Problem details: Could you repeat word for word only the lines from the one containing "In this picture, where can the gray ottoman" to the last line of the data below?

──────── Records supplied

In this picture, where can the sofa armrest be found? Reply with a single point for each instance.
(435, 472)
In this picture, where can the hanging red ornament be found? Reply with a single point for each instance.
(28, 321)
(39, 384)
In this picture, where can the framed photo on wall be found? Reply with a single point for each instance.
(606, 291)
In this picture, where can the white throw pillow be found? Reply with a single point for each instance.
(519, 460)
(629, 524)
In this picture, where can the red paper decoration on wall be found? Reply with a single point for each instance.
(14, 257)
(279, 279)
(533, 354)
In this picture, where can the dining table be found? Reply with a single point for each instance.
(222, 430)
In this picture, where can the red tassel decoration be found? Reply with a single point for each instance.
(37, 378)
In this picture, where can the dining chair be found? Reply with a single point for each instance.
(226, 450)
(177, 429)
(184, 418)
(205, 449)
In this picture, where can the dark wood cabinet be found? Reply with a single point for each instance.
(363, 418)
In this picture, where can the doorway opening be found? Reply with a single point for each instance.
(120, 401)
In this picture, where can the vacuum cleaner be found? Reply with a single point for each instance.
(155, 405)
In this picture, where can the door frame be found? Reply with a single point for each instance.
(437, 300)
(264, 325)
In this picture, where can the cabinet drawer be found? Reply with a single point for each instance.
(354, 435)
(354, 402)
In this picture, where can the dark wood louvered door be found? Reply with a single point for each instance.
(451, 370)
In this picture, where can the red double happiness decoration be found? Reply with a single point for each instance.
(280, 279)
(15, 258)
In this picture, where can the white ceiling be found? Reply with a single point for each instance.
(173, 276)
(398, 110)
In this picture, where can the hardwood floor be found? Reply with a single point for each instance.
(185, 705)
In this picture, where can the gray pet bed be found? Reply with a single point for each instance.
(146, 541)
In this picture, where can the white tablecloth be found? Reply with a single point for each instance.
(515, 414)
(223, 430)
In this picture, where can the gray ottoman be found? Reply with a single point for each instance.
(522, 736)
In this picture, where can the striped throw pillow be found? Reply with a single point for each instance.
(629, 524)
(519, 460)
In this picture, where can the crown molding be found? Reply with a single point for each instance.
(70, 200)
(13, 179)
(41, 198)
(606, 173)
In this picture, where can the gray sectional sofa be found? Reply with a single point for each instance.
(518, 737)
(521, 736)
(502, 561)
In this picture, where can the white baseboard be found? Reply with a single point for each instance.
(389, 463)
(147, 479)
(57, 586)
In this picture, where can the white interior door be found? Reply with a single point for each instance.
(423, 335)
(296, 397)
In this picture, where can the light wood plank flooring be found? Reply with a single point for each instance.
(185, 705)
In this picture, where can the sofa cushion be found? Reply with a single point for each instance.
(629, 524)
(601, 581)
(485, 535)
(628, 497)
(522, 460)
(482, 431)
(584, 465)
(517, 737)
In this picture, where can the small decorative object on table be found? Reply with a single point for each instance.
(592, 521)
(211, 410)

────────────────

Solved exercise:
In this picture, where can the gray ottoman be found? Reply with a single point for each instance.
(522, 736)
In this picture, where can the striped throw pillow be found? Reply with a single point for each instance.
(629, 524)
(519, 460)
In this picture, where can the crown molding be found? Reply with a single point for each instance.
(70, 200)
(13, 179)
(41, 198)
(606, 173)
In this picture, where can the gray sectional sofa be found? Reply with a single point for each instance.
(518, 737)
(521, 736)
(502, 561)
In this picture, where can the white baseboard be found? Reply with a single point for each instance.
(389, 463)
(147, 479)
(57, 586)
In this picture, where can the white interior door be found? Reply with a single point for each instance.
(423, 335)
(296, 397)
In this picture, where can the light wood plank flooring be found? Reply with a single point for each instance.
(185, 705)
In this picture, where can the sofa cushion be found? Reply with a single point for each instance.
(629, 524)
(601, 581)
(485, 535)
(628, 497)
(522, 460)
(482, 431)
(584, 465)
(517, 737)
In this picture, where can the small decorative object on table be found? Reply with a single point for each instance.
(592, 521)
(211, 410)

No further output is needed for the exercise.